- **Problem statement**
Reproduce word for word only the lines of the material from the one containing "Where can you see the nose?" through the one containing "<point>178,465</point>", both included. Leave the pictures out.

-=-=-

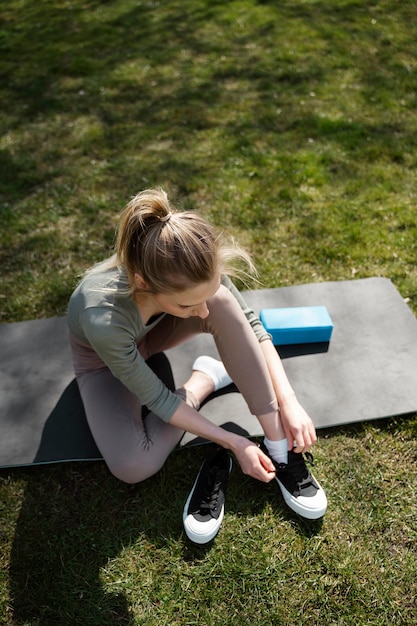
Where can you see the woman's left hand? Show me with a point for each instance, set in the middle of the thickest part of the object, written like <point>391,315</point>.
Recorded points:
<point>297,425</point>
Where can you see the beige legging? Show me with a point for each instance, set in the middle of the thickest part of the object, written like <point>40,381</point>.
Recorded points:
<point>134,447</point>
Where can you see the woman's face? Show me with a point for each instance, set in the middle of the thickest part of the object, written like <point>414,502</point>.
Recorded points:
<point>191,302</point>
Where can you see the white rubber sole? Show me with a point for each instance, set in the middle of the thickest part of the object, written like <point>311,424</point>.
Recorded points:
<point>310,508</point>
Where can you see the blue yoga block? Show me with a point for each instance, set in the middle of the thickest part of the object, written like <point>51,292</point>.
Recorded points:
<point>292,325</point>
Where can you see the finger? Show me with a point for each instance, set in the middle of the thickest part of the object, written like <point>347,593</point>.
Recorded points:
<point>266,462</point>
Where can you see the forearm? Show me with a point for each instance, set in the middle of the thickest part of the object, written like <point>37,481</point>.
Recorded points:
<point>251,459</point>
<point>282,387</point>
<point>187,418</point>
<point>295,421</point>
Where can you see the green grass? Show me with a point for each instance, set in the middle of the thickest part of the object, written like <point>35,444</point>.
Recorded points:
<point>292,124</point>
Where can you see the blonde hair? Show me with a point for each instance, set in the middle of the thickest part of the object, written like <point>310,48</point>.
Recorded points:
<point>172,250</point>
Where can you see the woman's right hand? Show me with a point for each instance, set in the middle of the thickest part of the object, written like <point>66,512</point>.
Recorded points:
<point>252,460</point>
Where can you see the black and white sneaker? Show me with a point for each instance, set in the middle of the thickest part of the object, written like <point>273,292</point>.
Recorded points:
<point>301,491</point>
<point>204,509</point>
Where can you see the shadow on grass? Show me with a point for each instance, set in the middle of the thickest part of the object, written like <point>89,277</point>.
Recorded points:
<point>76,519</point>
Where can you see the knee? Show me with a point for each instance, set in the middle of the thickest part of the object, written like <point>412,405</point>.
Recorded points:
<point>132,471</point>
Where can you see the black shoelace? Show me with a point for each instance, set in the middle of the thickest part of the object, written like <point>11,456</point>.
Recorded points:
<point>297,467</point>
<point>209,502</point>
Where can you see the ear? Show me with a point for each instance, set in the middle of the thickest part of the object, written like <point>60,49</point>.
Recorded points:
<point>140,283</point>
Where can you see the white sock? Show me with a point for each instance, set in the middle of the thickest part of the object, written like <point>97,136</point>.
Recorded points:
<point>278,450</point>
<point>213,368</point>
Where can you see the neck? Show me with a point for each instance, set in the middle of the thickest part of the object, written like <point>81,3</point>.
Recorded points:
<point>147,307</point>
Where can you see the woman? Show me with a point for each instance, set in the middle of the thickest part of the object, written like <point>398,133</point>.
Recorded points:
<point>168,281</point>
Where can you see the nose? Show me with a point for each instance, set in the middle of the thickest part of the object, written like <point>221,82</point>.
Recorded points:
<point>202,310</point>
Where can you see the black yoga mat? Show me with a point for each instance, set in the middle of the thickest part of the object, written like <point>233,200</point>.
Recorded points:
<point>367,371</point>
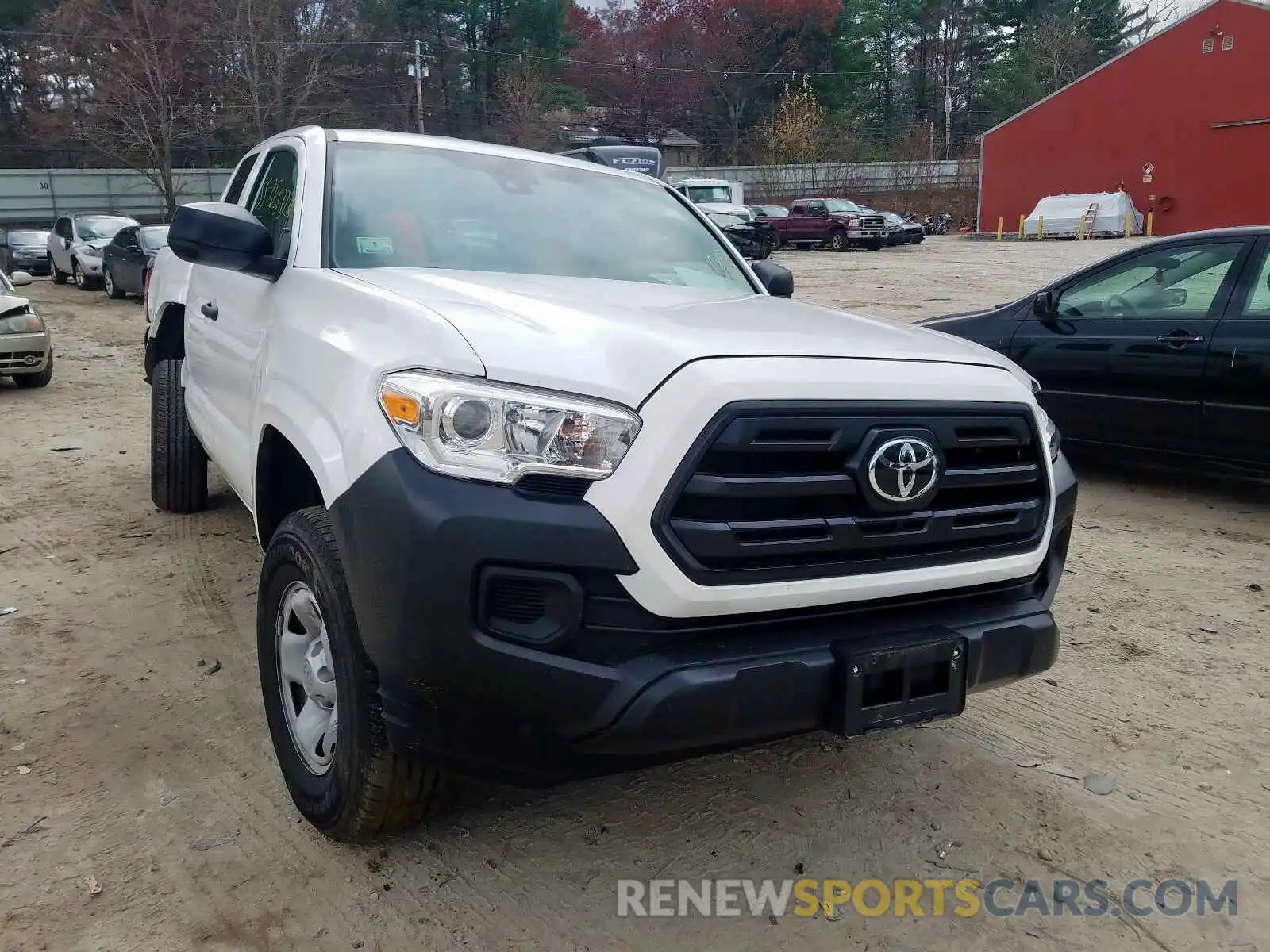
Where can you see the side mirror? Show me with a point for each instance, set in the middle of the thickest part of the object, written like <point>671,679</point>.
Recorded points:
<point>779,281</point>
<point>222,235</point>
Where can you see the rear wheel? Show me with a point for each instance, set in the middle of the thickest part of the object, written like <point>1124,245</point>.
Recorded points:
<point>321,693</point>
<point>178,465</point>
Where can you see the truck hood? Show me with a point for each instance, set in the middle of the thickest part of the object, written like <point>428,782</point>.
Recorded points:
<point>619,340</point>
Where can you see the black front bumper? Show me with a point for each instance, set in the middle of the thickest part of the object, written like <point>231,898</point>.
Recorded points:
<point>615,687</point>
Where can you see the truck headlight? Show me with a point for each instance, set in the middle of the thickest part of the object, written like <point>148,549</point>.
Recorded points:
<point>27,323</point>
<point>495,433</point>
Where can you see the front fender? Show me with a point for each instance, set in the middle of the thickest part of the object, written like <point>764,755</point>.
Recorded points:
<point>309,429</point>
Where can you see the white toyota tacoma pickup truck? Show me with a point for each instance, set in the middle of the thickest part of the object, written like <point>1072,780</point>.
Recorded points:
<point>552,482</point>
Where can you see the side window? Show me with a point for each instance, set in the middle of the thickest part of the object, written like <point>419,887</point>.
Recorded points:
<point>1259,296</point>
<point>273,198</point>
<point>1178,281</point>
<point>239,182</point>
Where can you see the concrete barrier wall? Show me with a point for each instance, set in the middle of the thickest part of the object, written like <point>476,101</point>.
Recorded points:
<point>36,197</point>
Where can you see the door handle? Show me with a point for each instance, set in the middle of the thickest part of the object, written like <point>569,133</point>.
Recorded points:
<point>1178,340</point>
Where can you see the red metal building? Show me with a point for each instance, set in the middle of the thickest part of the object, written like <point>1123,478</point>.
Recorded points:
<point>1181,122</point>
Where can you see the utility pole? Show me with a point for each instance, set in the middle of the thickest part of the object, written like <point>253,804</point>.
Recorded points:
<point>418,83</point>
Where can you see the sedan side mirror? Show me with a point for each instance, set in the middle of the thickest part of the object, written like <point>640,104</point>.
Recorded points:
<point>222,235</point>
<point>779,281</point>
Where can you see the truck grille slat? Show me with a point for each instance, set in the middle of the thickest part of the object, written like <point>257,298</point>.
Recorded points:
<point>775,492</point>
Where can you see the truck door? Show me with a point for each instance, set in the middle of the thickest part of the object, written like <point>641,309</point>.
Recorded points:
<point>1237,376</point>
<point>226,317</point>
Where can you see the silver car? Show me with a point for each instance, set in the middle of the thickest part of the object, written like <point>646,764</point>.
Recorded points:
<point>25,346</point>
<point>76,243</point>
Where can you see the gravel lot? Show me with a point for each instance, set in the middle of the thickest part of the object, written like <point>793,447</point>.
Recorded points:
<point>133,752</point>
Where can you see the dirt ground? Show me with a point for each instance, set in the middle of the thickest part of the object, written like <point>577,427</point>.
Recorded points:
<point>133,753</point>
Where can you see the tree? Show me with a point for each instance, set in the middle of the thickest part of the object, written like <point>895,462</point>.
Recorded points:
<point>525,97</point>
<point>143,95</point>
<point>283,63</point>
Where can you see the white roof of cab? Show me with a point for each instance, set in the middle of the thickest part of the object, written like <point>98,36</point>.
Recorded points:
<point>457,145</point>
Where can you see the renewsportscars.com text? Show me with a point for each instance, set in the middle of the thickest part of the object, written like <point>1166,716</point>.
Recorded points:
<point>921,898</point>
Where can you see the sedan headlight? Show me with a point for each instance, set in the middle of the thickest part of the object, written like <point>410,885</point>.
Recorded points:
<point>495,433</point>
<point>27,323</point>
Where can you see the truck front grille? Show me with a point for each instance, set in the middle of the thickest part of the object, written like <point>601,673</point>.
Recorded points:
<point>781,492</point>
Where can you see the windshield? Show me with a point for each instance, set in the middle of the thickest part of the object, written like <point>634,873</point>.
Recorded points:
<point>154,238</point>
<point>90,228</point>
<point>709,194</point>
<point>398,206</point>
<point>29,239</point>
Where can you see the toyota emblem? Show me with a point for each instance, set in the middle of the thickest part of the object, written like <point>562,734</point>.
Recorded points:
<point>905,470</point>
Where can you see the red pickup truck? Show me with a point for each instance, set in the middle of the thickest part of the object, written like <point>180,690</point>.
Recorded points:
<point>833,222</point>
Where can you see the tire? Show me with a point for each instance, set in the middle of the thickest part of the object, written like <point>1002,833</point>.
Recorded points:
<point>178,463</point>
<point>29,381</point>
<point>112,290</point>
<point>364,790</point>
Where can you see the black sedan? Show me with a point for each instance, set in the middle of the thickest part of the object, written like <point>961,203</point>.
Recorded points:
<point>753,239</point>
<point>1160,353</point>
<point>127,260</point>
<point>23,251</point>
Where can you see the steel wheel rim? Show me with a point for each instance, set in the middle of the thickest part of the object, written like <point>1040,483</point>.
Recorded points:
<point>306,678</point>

-=-=-

- **Response**
Where can you see the nose? Show me with a point for each instance, set in the middle of the thickest part of the object, written like <point>221,82</point>.
Recorded points:
<point>202,310</point>
Where can you see the black yoga mat? Show me with a point for each instance, set in the middle of the thickest part of the object, written like <point>233,200</point>.
Recorded points:
<point>367,371</point>
Where can you see the side mirror? Show me with a point for each instance, set in the middle of the thickest part of the object, written like <point>671,679</point>.
Recorded points:
<point>779,281</point>
<point>222,235</point>
Where can you see the rear wheel? Show me with a point for each instance, set in the middle of the thickest part of the object, written like <point>1124,245</point>.
Recorded points:
<point>321,693</point>
<point>178,465</point>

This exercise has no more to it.